Former U.S. Secretary of Education Betsy DeVos testifies during a hearing before House Education and Labor Committee December 12, 2019 on Capitol Hill in Washington, DC. The committee held a hearing on “Examining the Education Department’s Implementation of Borrower Defense.” (Photo by Alex Wong/Getty Images)
The U.S. Supreme Court has refused to block the Biden administration’s $6 billion settlement with scammed student borrowers Thursday in a ruling that closes the loop on at least some of the diploma mill fraud claims that were found to have been mishandled by embattled Donald Trump education secretary Betsy DeVos.
Three for-profit colleges — Everglades College, Lincoln Educational Services Corp., and American National University — had asked the high court to step in and halt a settlement between nearly 200,000 borrowers whose debt was discharged as part of the “borrower defense rule.” In a two-line order issued Thursday, the Court denied the request to stay the payout.
The original Obama-era rule was adopted by the federal Department of Education (DOE) in 2016 after several high-profile for-profit schools — including Trump University, DeVry University, Corinthian Colleges, and University of Phoenix — came under scrutiny for the mass defrauding of students through a potent combination of predatory lending and sham education. Under the rule, student debtors swindled by for-profit colleges can have their loans forgiven by the federal government via borrower defense claims; the government can thereafter seek reimbursement of those unpaid loans directly from the offending school.
Things changed, however, after Trump’s ascent to the presidency and the controversial appointment of DeVos as Secretary of Education.
DeVos’ relationship with the borrower defense rule was fraught from the start. During the former secretary’s confirmation hearing, for example, Sen. Elizabeth Warren (D-Mass.) skewered DeVos for refusing to commit to enforcing the borrower defense and other anti-fraud rules. When DeVos eventually took office, she replaced the DOE’s entire Borrower Defense Unit with a for-profit insider who was himself a top dean at DeVry University —an institution with one of the worst records of defrauding students.
DeVos later changed the borrower defense rule to make it significantly harder for student fraud victims to get loan forgiveness. When litigation ultimately came before a court, a federal judge found that DeVos had systematically buried students’ claims, even over the advice of her own department in a manner one judge would later call “disturbingly Kafkaesque.”
After years of litigation — and after Joe Biden was elected president in 2020 — the defrauded student borrowers entered into a class action settlement of their claims in 2023, only to have that settlement challenged by the three for-profit college plaintiffs. The schools argued that the Biden Administration had no authority to enter into the settlement with students, and that its attempt to cancel billions in student loans “amounts to nothing less than the power to cancel, en masse, every student loan in the country.”
The schools also urged the justices to consider what they said was the irreparable reputation harm that they would suffer as a result of the massive settlement.
The justices, all of whom attended elite not-for-profit universities, were unsympathetic, and rejecting the schools’ request and presumably allowing the settlements to proceed.
The Biden administration’s enormous settlement with defrauded students of for-profit colleges is unrelated to the ongoing controversy over the administration’s quest to cancel $400 billion in student loans under the general umbrella of COVID-19 relief. Biden’s program, the fate of which is currently pending before the Supreme Court and expected to be announced by June, forgives up to $20,000 in federal student loans.

————————

### ACTIVITY
Update the student loan settlement article, covering everything from "The schools also" down to "the massive settlement.", and put "lasting" in place of "irreparable". The material that follows can be left aside.

Stored data entries:
————————

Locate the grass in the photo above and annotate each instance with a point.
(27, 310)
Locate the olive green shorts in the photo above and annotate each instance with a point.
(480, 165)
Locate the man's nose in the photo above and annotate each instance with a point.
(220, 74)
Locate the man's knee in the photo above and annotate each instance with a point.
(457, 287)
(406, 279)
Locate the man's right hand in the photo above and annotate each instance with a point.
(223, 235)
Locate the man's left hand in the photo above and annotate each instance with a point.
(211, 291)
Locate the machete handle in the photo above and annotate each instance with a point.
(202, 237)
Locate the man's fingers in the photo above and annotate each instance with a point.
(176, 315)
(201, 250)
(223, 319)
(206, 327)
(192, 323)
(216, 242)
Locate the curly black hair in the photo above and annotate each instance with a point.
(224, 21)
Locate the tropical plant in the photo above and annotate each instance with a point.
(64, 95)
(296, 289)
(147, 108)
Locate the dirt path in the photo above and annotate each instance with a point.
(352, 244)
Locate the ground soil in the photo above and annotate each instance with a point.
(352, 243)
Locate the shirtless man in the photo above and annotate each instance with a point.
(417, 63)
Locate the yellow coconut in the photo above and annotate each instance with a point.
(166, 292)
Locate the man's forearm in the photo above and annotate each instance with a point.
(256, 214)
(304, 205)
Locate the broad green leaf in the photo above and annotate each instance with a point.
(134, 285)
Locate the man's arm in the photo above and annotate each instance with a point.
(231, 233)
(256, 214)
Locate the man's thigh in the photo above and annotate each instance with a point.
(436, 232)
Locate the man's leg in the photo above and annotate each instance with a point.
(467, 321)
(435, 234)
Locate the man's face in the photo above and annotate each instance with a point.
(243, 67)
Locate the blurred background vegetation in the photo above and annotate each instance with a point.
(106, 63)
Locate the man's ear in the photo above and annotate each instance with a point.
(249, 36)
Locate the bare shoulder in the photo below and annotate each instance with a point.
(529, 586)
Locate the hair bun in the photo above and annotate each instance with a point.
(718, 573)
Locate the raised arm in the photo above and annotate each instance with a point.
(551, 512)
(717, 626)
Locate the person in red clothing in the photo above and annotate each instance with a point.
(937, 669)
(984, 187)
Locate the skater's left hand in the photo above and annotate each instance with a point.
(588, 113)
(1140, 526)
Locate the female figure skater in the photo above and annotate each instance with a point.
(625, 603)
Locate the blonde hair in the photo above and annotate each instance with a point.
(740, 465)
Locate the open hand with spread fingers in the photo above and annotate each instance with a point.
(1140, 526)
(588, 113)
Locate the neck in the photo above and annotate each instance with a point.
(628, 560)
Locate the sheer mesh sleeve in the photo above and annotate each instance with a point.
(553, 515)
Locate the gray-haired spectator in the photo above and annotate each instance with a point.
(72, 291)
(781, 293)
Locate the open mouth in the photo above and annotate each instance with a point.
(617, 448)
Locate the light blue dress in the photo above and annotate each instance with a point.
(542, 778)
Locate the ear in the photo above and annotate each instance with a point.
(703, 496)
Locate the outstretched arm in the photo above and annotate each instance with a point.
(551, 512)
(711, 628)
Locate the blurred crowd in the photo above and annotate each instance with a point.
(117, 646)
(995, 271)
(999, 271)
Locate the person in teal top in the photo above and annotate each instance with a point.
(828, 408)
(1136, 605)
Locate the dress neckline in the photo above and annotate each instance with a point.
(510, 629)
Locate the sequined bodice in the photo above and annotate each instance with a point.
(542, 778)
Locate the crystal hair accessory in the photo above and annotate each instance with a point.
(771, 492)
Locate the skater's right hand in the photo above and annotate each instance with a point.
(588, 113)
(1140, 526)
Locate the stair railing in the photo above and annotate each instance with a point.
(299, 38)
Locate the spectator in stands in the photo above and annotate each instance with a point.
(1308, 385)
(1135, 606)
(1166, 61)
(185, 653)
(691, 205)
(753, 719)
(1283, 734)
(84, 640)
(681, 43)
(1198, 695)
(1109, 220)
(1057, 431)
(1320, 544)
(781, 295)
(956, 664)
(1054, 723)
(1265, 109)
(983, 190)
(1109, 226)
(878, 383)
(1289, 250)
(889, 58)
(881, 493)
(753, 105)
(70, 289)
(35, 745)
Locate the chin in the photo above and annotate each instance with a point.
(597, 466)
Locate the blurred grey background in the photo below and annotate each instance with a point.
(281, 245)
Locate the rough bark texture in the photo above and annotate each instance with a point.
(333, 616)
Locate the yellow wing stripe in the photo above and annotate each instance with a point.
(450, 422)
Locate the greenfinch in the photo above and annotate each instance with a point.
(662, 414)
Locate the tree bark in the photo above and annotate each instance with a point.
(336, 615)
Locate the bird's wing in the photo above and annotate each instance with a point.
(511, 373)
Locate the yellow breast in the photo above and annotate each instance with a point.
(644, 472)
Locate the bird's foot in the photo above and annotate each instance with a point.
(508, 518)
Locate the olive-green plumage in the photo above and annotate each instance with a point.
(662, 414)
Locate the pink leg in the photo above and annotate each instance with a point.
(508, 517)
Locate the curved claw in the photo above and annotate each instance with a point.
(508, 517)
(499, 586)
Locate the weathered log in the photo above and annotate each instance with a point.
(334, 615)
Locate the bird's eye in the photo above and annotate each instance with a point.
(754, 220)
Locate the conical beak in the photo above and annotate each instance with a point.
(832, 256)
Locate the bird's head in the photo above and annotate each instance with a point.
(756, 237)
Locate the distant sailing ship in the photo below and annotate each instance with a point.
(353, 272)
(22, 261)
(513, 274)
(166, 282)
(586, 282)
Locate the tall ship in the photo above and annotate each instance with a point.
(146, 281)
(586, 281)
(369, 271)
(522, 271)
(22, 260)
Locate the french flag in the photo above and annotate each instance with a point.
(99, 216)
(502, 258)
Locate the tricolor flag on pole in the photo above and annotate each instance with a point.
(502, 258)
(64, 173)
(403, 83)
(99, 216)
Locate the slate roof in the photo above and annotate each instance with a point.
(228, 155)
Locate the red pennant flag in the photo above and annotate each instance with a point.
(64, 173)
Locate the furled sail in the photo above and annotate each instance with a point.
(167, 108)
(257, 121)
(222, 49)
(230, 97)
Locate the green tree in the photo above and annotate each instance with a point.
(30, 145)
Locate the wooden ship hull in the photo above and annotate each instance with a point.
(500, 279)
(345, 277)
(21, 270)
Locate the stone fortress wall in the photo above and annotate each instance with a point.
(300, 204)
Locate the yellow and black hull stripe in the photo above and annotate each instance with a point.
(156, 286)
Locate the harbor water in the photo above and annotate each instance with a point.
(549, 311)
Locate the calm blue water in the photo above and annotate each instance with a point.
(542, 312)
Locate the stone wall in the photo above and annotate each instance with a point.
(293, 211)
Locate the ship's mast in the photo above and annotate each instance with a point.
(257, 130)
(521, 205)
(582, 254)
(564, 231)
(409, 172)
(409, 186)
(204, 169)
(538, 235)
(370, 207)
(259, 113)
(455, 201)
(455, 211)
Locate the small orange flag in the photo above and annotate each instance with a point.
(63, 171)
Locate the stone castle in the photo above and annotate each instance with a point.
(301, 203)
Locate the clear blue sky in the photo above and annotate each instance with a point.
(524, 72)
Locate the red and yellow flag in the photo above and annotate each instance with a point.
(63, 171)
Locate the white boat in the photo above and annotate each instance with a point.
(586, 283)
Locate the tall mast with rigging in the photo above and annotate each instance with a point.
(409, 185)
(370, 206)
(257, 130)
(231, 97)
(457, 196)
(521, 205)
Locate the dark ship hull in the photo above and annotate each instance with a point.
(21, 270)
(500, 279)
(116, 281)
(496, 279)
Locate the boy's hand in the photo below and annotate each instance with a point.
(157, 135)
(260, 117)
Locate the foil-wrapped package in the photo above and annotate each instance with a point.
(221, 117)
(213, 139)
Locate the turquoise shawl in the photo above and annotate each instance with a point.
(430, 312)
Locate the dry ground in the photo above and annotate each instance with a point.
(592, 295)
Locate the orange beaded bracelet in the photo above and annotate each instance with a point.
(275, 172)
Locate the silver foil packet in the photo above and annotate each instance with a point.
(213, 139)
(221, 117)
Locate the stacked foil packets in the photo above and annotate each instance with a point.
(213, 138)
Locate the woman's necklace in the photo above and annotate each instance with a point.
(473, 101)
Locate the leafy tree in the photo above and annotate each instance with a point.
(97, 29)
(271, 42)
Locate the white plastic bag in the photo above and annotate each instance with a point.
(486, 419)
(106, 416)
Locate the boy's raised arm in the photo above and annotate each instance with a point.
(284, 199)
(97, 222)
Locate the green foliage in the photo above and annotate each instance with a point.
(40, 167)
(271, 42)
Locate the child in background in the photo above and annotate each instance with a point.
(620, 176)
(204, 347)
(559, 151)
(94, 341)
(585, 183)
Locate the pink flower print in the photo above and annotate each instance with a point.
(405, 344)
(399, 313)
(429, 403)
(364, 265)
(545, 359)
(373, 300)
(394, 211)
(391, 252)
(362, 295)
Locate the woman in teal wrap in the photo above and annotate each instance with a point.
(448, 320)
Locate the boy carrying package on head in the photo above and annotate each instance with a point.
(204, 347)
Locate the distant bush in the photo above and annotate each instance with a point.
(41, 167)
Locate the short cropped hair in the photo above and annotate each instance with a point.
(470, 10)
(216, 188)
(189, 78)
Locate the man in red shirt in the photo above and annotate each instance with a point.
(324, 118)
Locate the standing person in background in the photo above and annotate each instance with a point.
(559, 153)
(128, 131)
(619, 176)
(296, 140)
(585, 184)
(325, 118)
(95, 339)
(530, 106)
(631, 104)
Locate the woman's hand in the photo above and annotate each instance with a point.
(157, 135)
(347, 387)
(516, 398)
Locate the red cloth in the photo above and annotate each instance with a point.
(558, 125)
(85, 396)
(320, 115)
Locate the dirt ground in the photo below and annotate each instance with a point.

————————

### RESULT
The schools also urged the justices to consider what they said was the lasting reputation harm that they would suffer as a result of the massive settlement.